═══ Reading passage

# Stall Mats and bedding



## deineria (Mar 22, 2009)

TSC is going to have their 4x6 mats on sale for $29 ea, and I planned to buy them for our stalls IF I would really see a savings on bedding all around. Is this going to be the case?

Also, what is the most economical bedding you've found for stalls? Just straw?


----------



## AussieDaisyGirl (May 21, 2009)

I'm curious about this too. The stall that CoCo is in is dirt floor and very uneven. I've been putting down four large wheelbarrows of sawdust but I feel like the dirt underneath just makes it difficult to clean up completely KWIM??


----------



## starlinestables (Nov 24, 2008)

I think stall mats are indispensable. Shavings are meant to absorb pee and poop only.. you don't need a ton of shavings.


----------



## Production Acres (Aug 26, 2009)

We service a lot of horse barns! It never ceases to amaze me at the different styles of floors in stalls. Dirt floors with shavings or sawdust are generally the worst. A good % of those customers will tell you the horrors of having their horse stand on concrete or pavement, etc, but then you look at the stall and it is 2-3 ft lower than the barn aisle and shaped like a bowl. Or there are potholes all over the floor. they can expain the virtues of a dirt floor, but they can't ever get the maintence done to keep the floor level. These are my prefrences.
1. Concrete sloped 1" in 12' to back drain with 2-4 inches of bedding
2. Concrete with drain - rubber pad on top with bedding
3. pavement with 6" straw
4. wood floor on top of french drain bedded with sawdust/shavings
5. gravel covered with mats covered with sawdust/shavings
6. dirt covered with mats with sawdust/shavings
7. dirt with sawdust/shavings

One of the nice things about solid floors ie. concrete, they can be cleaned, powerwashed, and sanitized - very hard to completly clean dirt floor. And your horse is never standing in a bowl!


----------



## sillybunny11486 (Oct 2, 2009)

i personally dont like our concrete floor at the barn, they dont have a train and they've got some low spots, i guess from all the years of pouring different levels. we usually put a bale of straw in each stall and clean it once a week or so, and rebed. we use the stalls as shelters the horses can come and go as they please. the person we rent from didnt clean the stalls all winter, then he goats were in them. there were about 3-4inches of solid waste at the bottom. pretty gross. i pitchfork full was almost unliftable. i scraped everything out and let it dry for a week.


----------



## kitten_Val (Apr 25, 2007)

══════

**Exercises to complete:**
a – Answer these questions from the stall mats thread:
(i) What sale price per mat does TSC have for its 4x6 mats?
(ii) How much sawdust has AussieDaisyGirl been putting down in CoCo's stall?
(iii) Which floor does Production Acres rank first?
b – How many lines of the rows contain the string "lounge"? Case counts, and the reply should be the number alone.
The rows have no connection to the stall mats and bedding thread.

═══ Dataset

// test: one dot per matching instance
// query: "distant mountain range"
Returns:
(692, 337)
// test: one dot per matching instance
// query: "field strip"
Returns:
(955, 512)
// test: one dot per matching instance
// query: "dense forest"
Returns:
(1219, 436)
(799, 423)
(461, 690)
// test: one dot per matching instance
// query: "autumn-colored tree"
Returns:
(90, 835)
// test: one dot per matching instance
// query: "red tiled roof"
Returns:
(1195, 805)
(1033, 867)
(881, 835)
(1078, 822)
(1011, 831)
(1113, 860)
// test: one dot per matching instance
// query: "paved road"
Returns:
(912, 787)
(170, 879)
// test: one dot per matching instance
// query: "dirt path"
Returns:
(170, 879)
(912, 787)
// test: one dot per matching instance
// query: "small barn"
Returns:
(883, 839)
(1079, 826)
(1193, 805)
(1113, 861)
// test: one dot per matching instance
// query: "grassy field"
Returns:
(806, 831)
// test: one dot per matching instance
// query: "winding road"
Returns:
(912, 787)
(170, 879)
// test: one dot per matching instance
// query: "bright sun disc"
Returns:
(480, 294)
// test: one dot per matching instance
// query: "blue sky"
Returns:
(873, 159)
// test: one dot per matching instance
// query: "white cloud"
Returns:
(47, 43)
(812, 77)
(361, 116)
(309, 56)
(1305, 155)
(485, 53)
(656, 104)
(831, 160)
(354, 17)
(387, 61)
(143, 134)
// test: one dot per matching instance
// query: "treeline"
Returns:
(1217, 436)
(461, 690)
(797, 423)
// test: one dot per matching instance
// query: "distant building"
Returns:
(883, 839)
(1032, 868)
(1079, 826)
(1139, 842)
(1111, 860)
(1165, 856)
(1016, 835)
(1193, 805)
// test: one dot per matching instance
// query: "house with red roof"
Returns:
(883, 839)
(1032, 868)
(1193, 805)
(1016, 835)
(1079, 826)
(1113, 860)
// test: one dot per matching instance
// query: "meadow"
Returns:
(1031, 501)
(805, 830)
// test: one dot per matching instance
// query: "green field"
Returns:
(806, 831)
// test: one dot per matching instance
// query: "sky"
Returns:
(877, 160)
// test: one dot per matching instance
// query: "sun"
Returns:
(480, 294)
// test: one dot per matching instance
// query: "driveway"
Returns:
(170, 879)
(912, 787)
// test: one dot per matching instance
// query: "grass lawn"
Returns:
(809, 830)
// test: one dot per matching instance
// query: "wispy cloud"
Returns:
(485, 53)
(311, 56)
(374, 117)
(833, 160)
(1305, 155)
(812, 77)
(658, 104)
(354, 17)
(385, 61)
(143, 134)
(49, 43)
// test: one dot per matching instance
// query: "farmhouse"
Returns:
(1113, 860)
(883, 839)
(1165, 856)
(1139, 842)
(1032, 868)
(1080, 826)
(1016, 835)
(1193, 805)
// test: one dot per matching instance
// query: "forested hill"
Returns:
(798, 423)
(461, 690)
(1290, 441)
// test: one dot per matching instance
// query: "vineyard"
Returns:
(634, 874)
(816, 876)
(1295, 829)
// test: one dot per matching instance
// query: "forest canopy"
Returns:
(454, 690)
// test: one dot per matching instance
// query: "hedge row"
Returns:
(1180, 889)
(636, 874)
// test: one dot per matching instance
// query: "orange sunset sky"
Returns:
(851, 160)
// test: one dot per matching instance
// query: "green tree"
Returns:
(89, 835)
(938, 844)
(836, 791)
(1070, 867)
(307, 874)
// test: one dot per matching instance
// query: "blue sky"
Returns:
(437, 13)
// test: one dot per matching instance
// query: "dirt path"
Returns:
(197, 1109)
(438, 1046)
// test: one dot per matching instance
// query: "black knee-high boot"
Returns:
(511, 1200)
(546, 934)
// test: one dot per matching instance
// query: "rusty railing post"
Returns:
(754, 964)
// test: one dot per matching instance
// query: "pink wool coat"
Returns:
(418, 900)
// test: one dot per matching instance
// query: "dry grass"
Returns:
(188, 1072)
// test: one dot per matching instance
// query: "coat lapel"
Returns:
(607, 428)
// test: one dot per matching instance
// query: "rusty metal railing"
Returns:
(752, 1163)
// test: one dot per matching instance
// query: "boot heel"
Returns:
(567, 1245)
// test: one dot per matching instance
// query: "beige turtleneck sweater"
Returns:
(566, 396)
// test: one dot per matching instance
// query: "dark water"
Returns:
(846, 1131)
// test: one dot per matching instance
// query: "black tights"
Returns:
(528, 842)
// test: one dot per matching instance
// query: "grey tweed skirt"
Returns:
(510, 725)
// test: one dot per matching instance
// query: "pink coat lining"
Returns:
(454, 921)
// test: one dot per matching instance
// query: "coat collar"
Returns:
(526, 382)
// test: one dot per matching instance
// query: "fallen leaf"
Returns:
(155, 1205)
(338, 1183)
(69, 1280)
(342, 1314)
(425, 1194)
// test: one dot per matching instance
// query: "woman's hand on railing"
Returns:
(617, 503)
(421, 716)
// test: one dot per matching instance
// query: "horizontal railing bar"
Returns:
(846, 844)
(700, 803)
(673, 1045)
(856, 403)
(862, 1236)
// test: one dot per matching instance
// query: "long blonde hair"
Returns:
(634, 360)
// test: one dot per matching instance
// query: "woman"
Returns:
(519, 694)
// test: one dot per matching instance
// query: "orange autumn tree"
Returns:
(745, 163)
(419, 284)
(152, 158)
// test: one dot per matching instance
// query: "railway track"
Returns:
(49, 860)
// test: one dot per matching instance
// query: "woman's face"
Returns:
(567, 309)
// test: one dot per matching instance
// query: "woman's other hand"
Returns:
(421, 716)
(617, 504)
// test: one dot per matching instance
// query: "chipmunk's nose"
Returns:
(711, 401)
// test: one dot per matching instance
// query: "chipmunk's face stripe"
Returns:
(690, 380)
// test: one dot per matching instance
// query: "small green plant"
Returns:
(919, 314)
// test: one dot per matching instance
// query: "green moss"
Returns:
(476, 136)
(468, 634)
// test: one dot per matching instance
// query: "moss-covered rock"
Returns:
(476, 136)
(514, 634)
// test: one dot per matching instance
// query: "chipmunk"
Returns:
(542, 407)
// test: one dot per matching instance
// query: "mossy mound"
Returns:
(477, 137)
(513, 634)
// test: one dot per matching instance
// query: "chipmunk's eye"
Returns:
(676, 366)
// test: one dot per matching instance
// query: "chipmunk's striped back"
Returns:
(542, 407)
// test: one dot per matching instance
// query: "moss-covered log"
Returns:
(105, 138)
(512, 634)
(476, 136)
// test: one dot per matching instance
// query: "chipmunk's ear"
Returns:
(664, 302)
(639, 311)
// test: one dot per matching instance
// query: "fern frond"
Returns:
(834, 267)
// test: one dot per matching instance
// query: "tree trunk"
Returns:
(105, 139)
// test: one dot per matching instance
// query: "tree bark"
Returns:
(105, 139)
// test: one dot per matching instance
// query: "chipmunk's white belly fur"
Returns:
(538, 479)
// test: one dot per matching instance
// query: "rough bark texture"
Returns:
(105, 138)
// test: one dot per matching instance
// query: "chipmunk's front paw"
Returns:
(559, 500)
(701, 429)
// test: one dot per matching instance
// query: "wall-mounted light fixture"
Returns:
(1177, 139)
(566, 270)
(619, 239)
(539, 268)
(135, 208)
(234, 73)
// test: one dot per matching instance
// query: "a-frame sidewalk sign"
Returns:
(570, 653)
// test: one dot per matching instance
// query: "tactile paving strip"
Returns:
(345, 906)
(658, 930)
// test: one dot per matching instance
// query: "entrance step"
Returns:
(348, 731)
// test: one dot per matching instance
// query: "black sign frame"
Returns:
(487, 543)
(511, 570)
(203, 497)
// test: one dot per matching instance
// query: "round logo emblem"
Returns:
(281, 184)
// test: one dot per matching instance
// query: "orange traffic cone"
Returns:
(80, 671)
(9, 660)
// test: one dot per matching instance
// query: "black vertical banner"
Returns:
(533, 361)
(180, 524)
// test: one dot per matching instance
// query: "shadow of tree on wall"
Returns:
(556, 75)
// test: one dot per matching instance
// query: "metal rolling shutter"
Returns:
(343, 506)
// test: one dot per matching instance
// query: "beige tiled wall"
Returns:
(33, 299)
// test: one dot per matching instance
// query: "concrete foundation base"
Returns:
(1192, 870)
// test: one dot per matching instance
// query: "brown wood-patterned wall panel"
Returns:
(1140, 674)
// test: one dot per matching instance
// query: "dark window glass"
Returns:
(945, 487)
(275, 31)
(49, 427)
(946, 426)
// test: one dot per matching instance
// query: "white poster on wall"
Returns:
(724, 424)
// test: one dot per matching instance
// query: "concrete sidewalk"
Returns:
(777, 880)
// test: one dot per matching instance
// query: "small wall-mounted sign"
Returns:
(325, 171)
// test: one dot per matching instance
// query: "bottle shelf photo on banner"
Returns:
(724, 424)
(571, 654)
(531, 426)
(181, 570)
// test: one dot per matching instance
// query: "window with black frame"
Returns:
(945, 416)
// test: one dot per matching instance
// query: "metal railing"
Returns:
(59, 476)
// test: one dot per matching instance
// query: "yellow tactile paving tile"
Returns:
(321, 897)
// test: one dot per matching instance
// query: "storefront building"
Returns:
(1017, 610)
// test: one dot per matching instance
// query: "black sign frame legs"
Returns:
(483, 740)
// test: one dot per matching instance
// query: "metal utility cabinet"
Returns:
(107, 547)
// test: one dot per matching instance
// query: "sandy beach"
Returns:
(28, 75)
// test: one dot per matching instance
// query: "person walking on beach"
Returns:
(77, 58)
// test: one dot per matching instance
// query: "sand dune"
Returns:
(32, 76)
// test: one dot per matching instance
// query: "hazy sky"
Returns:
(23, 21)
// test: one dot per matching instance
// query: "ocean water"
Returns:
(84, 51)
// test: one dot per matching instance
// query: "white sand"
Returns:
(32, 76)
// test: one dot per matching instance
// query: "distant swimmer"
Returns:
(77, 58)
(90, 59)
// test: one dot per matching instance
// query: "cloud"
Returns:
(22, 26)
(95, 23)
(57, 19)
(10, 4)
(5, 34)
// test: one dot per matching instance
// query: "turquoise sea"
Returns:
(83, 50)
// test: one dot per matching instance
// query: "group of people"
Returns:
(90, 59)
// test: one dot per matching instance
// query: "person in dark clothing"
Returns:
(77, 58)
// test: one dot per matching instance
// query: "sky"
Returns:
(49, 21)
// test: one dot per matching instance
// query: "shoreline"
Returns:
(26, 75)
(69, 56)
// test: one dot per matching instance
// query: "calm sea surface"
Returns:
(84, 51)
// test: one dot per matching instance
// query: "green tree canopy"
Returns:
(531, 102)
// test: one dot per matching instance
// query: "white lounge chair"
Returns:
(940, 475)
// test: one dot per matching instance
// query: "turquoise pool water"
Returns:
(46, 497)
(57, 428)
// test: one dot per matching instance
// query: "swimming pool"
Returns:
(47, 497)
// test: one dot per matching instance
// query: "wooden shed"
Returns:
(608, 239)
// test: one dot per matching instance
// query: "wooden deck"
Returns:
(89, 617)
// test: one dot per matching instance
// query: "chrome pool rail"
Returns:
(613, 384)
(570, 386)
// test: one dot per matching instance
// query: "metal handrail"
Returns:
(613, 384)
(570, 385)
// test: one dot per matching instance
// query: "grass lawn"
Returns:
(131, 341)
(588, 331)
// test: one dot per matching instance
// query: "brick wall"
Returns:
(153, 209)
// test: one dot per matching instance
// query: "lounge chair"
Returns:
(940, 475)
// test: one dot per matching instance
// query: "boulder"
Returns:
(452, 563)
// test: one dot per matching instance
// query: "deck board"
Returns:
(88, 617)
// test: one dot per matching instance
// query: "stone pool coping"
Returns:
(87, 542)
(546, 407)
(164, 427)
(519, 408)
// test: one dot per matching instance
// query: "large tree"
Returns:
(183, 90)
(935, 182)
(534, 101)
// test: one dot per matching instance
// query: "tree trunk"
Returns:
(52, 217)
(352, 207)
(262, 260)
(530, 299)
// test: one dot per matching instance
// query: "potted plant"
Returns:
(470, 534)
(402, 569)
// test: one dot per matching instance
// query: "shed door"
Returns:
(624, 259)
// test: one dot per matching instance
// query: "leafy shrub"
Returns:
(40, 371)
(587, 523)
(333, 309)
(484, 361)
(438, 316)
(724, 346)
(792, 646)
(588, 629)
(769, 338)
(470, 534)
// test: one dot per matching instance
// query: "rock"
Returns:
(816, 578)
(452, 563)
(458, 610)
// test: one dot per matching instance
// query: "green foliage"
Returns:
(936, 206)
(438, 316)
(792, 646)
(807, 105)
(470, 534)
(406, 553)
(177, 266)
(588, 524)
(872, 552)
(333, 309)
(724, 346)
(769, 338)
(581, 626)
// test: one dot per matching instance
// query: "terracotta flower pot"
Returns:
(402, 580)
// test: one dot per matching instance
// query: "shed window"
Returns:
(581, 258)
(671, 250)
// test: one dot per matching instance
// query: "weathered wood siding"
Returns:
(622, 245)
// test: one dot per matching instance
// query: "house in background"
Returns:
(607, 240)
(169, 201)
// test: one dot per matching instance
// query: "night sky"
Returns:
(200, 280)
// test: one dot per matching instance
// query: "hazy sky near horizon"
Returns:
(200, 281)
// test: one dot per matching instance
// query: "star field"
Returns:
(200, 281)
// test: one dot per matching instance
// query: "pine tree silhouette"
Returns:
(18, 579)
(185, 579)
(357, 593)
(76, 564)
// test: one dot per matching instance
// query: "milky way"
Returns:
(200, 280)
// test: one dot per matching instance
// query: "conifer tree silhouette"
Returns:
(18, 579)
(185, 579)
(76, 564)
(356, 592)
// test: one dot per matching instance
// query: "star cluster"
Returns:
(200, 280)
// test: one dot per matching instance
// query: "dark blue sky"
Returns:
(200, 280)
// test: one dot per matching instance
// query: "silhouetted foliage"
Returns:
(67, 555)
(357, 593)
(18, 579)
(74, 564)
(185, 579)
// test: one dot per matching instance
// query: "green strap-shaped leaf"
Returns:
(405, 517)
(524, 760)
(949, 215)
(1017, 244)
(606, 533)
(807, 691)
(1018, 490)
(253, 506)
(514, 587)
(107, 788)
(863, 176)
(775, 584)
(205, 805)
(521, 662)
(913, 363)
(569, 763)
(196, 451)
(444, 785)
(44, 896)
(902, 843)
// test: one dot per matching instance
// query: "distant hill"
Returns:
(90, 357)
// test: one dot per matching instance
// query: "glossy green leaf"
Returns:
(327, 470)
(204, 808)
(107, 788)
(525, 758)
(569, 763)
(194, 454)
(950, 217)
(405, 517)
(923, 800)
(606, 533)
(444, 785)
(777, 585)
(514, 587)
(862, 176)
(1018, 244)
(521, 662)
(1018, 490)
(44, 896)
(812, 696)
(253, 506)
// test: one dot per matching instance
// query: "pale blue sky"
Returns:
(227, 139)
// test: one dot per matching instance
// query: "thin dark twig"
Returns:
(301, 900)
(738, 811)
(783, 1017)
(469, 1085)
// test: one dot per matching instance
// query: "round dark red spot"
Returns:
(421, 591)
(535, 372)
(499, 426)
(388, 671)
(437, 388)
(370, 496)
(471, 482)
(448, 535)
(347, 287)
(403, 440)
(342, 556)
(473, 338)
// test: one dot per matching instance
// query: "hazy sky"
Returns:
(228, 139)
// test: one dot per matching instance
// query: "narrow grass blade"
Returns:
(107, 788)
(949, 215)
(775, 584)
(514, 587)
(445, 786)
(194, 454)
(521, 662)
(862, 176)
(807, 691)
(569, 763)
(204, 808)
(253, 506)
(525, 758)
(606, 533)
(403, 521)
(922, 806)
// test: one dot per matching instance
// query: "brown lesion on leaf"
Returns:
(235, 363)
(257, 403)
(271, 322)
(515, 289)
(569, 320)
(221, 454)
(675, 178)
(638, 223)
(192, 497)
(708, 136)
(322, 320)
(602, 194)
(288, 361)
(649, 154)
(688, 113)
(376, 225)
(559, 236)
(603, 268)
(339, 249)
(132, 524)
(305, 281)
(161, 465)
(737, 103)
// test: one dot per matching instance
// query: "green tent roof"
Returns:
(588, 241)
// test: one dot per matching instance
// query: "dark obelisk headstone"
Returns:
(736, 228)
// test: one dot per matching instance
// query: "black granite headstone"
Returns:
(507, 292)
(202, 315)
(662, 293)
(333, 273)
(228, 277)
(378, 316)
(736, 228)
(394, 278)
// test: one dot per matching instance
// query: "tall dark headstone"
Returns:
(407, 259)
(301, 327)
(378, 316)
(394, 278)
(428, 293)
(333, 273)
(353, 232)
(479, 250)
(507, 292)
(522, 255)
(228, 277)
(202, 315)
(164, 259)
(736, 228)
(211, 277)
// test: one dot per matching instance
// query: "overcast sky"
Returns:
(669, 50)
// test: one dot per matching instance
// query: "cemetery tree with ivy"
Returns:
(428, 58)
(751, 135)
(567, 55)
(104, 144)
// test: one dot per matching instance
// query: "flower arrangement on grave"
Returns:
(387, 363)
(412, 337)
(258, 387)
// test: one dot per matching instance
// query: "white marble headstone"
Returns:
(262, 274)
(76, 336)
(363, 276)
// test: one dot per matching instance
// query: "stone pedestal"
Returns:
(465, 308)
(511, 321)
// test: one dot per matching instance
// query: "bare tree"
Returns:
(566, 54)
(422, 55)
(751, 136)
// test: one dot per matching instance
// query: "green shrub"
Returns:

══════

**Replies:**
a –
(i) $29 each.
(ii) Four large wheelbarrows.
(iii) Concrete sloped 1" in 12' to a back drain, with 2-4 inches of bedding.

b – 2